3 Il monumento funebre di Sisto IV: completato nel 1493. Nella decorazione del monumento con le figure
allegoriche femminili seminude e festoni di foglie di acanto c’è una preferenza rinascimentale: la
Teologia è rappresentata come Diana cacciatrice che si copre gli occhi per non essere abbagliata dalla
luce della Trinità; vi appare come nuova Arte a se stante la Prospettiva, distinta dalla Geometria e
teorizzata da Leon Battista Alberti nel suo trattato De Pictura del 1436; il posto d’onore, alla testa del
monumento viene riservato alla Teologia e alla Filosofia, la quale viene così distinta dalla Dialettica,
considerata ormai da Niccolò Cusano, nel De docta ignorantia scritta nel 1440, quale semplice
strumento di indagine (Rezza, Museo Storico Artistico del Tesoro di San Pietro. Monumento di Sisto IV.

========

[Compiti da svolgere]
a) Ripeti parola per parola il passo del brano sul monumento di Sisto IV che va da "3 Il monumento" fino a "di Sisto IV.".
b) Quali discipline sono nominate nel brano sul monumento di Sisto IV? Elencale tutte.
I record qui non servono.

[Record forniti]
========

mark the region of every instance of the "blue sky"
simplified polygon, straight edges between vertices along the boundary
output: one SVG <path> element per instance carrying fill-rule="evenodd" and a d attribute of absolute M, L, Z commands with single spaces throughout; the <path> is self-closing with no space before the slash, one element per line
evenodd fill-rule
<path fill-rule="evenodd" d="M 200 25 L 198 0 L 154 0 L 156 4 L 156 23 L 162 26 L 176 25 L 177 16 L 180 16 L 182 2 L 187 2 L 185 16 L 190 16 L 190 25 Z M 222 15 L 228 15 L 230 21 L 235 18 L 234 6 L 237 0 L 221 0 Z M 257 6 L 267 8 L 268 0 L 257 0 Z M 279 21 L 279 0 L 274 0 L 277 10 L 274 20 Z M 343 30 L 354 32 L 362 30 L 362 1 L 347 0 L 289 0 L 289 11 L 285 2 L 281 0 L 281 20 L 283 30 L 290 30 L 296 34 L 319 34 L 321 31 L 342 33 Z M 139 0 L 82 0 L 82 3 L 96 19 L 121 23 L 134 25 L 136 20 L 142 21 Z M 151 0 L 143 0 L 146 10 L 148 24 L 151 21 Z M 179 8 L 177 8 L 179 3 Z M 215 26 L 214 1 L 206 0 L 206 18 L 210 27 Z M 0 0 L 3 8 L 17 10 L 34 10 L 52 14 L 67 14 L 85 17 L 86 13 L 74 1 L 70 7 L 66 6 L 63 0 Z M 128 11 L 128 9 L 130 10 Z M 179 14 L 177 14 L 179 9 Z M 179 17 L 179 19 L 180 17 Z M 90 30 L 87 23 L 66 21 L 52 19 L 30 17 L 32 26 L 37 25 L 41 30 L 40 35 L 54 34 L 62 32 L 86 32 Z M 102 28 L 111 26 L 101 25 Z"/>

========

[Risposte]
a)
3 Il monumento funebre di Sisto IV: completato nel 1493. Nella decorazione del monumento con le figure
allegoriche femminili seminude e festoni di foglie di acanto c’è una preferenza rinascimentale: la
Teologia è rappresentata come Diana cacciatrice che si copre gli occhi per non essere abbagliata dalla
luce della Trinità; vi appare come nuova Arte a se stante la Prospettiva, distinta dalla Geometria e
teorizzata da Leon Battista Alberti nel suo trattato De Pictura del 1436; il posto d’onore, alla testa del
monumento viene riservato alla Teologia e alla Filosofia, la quale viene così distinta dalla Dialettica,
considerata ormai da Niccolò Cusano, nel De docta ignorantia scritta nel 1440, quale semplice
strumento di indagine (Rezza, Museo Storico Artistico del Tesoro di San Pietro. Monumento di Sisto IV.

b) Teologia, Prospettiva, Geometria, Filosofia, Dialettica